• **Document text**
____
|
Nonprofit Development: Use many approaches to assemble membership puzzle
By June Bradham
Q. I run a nonprofit trade organization here in the Lowcountry and we are just about to start our annual membership drive. Do you have any recommendations on how to attract new members and retain the ones we have?
A. The answers to this question range from the practical to the slightly more cerebral. Different pieces apply to different target audiences but when used effectively, you can draw in new members and solidify the ranks of returning members.
The key to both efforts is to get the word out. This can involve mailers (e-blasts or hard copy invitations to join or rejoin), updates on your Web site or notices in newsletters. You can also rely on your most productive, and cost-efficient, method of spreading the word: encourage your current members to spread the word. People are more likely to join organizations to which their friends and colleagues belong so let your current members be your spokespeople.
How you appeal to your audience is where the level of sophistication splits. As Mason Hardy, executive director of the South Carolina Association of Nonprofit Organizations put it, organizations can appeal to the tangible or to the big idea to recruit new members.
____
Data drawn from a collection
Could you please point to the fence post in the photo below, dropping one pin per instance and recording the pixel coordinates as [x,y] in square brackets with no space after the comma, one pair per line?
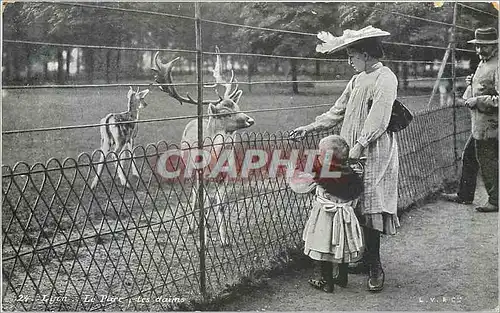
[454,87]
[199,203]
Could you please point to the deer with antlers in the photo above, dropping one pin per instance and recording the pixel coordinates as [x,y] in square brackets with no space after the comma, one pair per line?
[224,119]
[121,136]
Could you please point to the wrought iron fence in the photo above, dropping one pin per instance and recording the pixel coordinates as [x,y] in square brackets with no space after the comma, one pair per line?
[69,247]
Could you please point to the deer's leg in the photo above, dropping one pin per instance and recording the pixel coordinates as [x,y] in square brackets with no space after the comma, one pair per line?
[130,146]
[119,164]
[220,207]
[192,216]
[105,148]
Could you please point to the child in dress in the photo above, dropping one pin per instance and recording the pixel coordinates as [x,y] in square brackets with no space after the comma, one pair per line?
[332,234]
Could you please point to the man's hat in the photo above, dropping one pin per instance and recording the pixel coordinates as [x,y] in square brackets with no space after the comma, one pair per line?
[331,43]
[485,36]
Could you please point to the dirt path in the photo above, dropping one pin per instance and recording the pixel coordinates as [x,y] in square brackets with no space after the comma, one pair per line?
[445,258]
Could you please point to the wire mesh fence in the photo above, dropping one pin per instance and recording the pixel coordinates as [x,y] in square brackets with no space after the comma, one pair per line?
[69,247]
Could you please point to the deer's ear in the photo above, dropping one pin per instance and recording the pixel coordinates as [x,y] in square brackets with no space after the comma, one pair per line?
[143,93]
[130,92]
[237,96]
[212,110]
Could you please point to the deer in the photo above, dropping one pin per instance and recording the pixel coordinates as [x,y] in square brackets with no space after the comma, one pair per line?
[224,119]
[120,137]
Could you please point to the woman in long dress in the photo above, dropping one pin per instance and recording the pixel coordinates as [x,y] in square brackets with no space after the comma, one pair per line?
[364,110]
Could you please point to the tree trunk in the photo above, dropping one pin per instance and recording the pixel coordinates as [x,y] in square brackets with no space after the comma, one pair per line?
[89,65]
[29,66]
[68,63]
[108,66]
[60,66]
[6,62]
[46,71]
[117,67]
[405,76]
[77,61]
[250,73]
[295,85]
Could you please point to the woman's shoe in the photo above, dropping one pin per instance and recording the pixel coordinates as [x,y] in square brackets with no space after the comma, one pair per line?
[358,268]
[341,278]
[376,277]
[321,284]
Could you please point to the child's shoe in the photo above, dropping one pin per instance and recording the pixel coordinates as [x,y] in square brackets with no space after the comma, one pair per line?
[322,284]
[341,278]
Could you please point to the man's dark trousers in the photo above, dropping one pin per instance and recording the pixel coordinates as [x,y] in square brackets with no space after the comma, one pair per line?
[479,154]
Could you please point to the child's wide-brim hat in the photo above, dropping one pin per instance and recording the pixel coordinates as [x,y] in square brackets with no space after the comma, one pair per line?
[331,43]
[485,36]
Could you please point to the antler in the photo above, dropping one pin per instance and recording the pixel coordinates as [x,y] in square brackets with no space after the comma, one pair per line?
[167,83]
[220,80]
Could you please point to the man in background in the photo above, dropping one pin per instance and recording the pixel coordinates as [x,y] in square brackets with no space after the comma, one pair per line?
[481,151]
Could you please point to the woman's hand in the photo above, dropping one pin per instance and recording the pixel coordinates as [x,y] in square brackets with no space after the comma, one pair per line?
[356,152]
[299,132]
[468,79]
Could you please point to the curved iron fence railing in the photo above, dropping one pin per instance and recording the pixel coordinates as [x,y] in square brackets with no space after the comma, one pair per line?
[73,248]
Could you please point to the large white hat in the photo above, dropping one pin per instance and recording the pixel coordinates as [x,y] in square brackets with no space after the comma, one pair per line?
[331,43]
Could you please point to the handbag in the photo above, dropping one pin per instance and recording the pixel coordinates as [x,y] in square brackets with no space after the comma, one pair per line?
[401,117]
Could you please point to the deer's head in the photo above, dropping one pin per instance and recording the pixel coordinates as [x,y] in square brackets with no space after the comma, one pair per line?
[225,111]
[136,98]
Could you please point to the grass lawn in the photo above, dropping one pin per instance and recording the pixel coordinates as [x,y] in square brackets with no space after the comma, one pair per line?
[24,109]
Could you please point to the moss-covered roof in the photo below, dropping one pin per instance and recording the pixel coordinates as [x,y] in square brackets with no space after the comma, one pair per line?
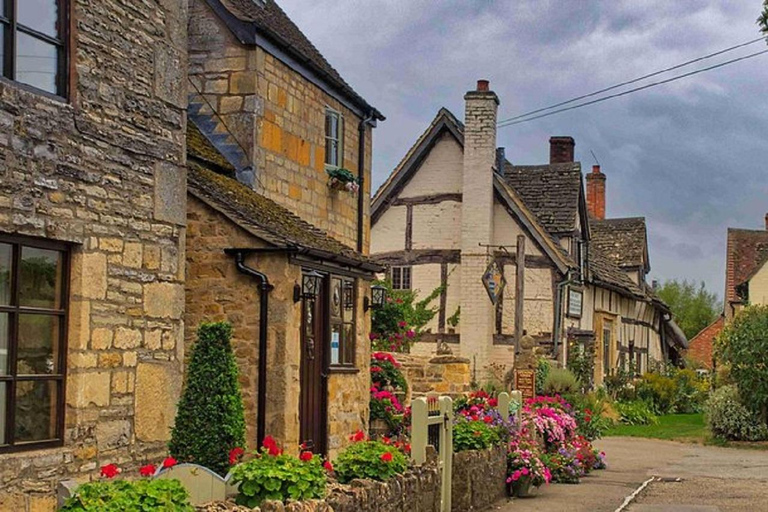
[210,179]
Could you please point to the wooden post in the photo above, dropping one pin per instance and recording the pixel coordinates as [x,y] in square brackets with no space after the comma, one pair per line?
[519,291]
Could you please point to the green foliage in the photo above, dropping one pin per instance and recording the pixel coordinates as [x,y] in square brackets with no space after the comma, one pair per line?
[543,367]
[398,324]
[560,381]
[728,419]
[474,435]
[278,477]
[743,346]
[636,413]
[162,495]
[210,420]
[581,361]
[368,459]
[693,307]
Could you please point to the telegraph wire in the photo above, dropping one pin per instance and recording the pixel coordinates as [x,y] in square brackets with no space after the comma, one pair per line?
[636,89]
[629,82]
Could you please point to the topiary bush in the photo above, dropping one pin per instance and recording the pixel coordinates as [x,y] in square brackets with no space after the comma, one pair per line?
[728,419]
[163,495]
[210,420]
[373,460]
[273,475]
[560,381]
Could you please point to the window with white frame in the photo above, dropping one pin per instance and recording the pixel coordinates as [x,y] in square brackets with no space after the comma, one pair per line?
[401,278]
[334,139]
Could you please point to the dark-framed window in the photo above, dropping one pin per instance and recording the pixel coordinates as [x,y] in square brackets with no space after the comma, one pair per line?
[334,139]
[34,282]
[343,309]
[34,43]
[401,278]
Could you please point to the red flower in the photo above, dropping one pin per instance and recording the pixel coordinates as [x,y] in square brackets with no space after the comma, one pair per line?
[234,455]
[147,470]
[110,471]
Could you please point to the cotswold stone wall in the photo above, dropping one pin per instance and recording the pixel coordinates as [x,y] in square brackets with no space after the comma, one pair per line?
[279,117]
[104,171]
[479,481]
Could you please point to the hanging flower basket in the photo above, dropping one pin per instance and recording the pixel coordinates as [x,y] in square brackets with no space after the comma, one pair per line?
[342,179]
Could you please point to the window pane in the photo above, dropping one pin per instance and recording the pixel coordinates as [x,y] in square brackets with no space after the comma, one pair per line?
[36,408]
[38,349]
[349,344]
[335,343]
[4,331]
[40,15]
[36,62]
[6,255]
[41,281]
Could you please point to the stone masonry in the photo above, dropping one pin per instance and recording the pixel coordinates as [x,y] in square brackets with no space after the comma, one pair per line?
[104,171]
[278,117]
[477,312]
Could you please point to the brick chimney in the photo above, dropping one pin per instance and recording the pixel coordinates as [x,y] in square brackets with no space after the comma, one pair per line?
[596,193]
[561,150]
[477,312]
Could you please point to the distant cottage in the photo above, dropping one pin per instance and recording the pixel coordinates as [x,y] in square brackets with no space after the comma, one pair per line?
[455,204]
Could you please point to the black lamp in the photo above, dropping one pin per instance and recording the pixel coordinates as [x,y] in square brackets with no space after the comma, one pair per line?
[310,286]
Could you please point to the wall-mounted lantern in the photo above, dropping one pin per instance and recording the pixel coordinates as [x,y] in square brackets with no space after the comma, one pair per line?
[310,286]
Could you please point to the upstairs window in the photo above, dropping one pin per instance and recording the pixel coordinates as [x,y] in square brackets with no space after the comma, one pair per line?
[34,49]
[401,278]
[334,139]
[33,312]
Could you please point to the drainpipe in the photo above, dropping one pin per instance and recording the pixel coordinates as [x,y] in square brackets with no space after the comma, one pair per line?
[264,288]
[361,179]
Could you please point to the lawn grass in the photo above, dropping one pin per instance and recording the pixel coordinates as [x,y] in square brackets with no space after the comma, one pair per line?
[673,427]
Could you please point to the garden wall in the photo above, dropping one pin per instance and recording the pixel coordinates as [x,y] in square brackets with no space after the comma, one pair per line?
[478,481]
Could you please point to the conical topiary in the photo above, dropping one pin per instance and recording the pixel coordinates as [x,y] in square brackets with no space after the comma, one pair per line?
[210,420]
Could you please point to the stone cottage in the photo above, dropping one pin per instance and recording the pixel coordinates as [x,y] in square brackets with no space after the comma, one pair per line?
[273,248]
[92,229]
[456,210]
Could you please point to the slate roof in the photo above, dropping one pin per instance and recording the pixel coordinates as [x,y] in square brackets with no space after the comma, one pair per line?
[550,191]
[746,250]
[208,179]
[271,21]
[622,240]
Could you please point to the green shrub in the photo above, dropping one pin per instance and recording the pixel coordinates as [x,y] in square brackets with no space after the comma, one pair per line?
[474,435]
[162,495]
[278,477]
[543,367]
[210,420]
[729,419]
[370,459]
[636,413]
[560,381]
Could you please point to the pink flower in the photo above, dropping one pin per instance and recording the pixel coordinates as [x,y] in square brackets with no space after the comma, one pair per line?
[110,471]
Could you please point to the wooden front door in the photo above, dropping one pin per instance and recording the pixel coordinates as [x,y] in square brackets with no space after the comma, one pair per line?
[313,413]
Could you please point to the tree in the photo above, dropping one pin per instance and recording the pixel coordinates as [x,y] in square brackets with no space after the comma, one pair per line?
[210,421]
[743,346]
[693,308]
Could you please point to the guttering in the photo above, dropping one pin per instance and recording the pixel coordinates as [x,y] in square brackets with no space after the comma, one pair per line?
[264,288]
[361,179]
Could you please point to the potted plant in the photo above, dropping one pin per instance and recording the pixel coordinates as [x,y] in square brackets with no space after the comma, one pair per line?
[342,179]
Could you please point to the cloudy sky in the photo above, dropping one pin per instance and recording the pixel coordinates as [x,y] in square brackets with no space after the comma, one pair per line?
[689,156]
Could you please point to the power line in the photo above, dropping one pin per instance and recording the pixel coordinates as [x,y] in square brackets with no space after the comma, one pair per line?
[624,93]
[634,80]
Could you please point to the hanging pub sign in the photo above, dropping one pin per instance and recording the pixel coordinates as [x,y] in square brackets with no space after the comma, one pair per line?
[494,282]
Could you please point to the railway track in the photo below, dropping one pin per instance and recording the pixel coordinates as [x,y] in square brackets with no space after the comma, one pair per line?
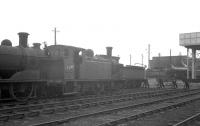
[190,121]
[116,115]
[53,107]
[108,107]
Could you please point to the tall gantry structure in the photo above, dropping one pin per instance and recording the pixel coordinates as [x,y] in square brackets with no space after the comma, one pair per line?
[190,41]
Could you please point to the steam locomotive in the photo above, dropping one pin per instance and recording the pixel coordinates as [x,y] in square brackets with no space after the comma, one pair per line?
[57,70]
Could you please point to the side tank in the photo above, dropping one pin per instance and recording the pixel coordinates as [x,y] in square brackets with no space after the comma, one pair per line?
[15,59]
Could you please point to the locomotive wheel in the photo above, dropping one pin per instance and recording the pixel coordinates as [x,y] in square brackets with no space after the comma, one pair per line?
[21,92]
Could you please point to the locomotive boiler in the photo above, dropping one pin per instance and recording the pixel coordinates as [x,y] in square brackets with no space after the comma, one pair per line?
[57,70]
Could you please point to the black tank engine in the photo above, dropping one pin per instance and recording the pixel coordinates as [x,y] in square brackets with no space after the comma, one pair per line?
[57,70]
____
Resume the column on nonprofit membership drives, picking up right after its final sentence. These items bear no relation to the column on nonprofit membership drives.

For those interested in a quick return on their investment, tangibles are a good option. Try offering a discount on registration fees or a premium enticement, such as 50% off training or annual conference registration, to attract new members. Everybody loves a bargain.
Likewise, giving current members a gift or bonus for referring new members is a great way to both keep in touch with your members and meet new ones. Both groups can find tangible value in other perks offered by organizations and associations; these include discounts on office supplies, insurance, publications and training.
The non-tangibles are far more important in the long run, however. First is networking.
Offering members the opportunity to contact like-minded professionals with the same interests and challenges is important in both the for-profit and the nonprofit world and joining a formal group is an excellent way of reaching peers.
The greatest service that trade organizations can provide, though, is a voice. As Mason nicely puts it, When you join an organization like ours, you will have a representative capable of speaking for you. There is a responsible party at the table. There is a big voice speaking up for each piece and the sector as a whole is strengthened.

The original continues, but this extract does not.